Passage to read.
________
2. For instance, in the analysis of a generic speech voice signal and the like, which is an exemplary system with a temporarily changing dynamics, because a plurality of vowels change in a complex manner in a short period of time, the difficulty of analysis is extreme when compared with the system using a conventional methodology. So far it is almost impossible to calculate a temporarily local first Lyapunov exponent in a system with a temporarily changing dynamics such as an ordinary speech voice signal." This also states the difficulties in the prior arts "in the conventional methods, it is not possible to make the temporal resolution to not more than 5 minutes, as well as it is limited to only quantize the mid- to long term stresses if the reliability of index value is in only one significant digit, thus the real time or quasi real time evaluation of stresses in the speech of a speaker is impossible. Thereafter a stable processing result cannot be obtained from a continuous speech voice (i.e. from a system with a temporarily changing dynamics). The term "stable" means that the processing result does not almost very by a minute change of parameters."
________
Written task. Please state what the speech signal passage says conventional methods cannot achieve with temporal resolution.

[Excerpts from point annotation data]
________
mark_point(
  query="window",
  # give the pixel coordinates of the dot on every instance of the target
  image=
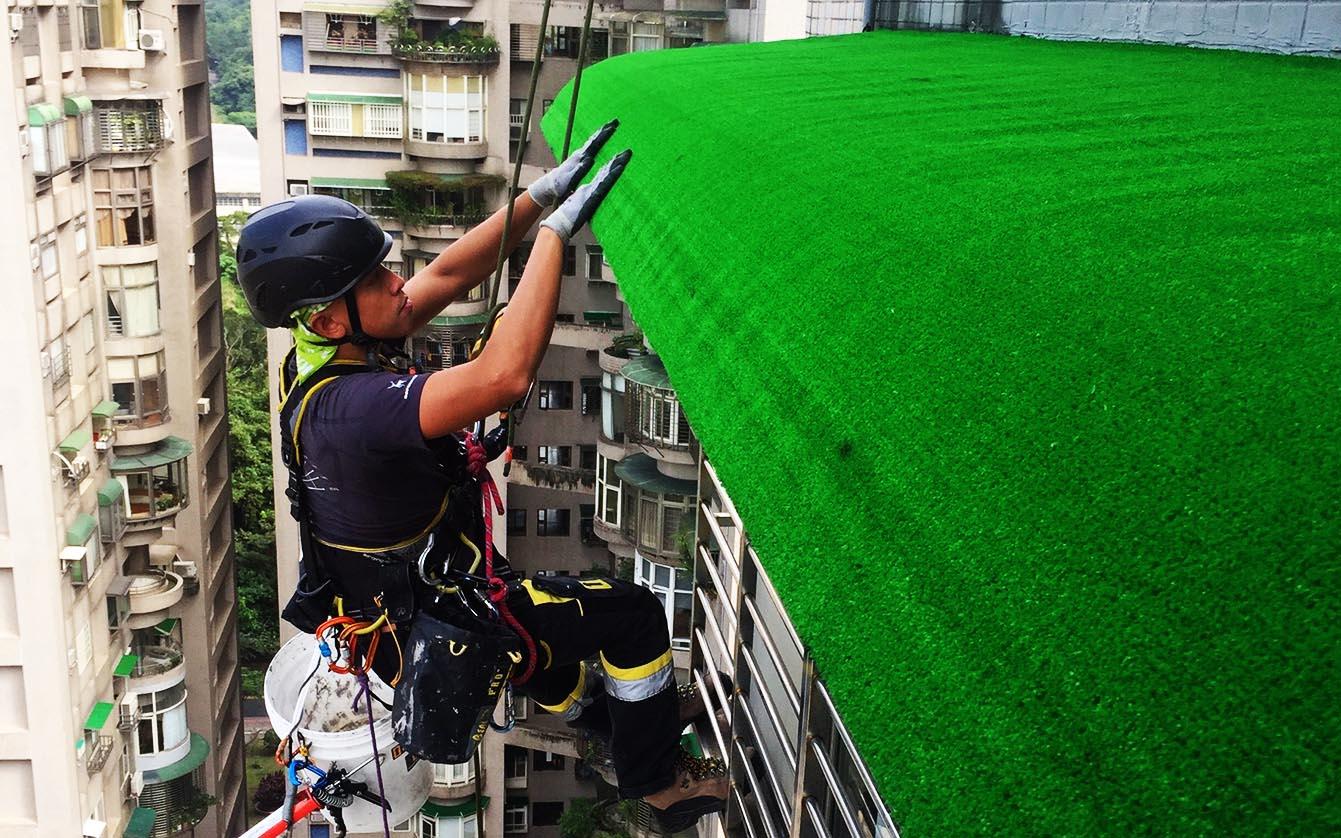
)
(107, 24)
(554, 455)
(124, 207)
(516, 520)
(514, 818)
(608, 487)
(673, 586)
(157, 491)
(551, 522)
(330, 118)
(162, 720)
(47, 140)
(140, 389)
(546, 814)
(555, 396)
(453, 775)
(590, 397)
(129, 125)
(291, 52)
(612, 406)
(586, 531)
(445, 109)
(132, 299)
________
Exercise output. They cannot make the temporal resolution 5 minutes or less.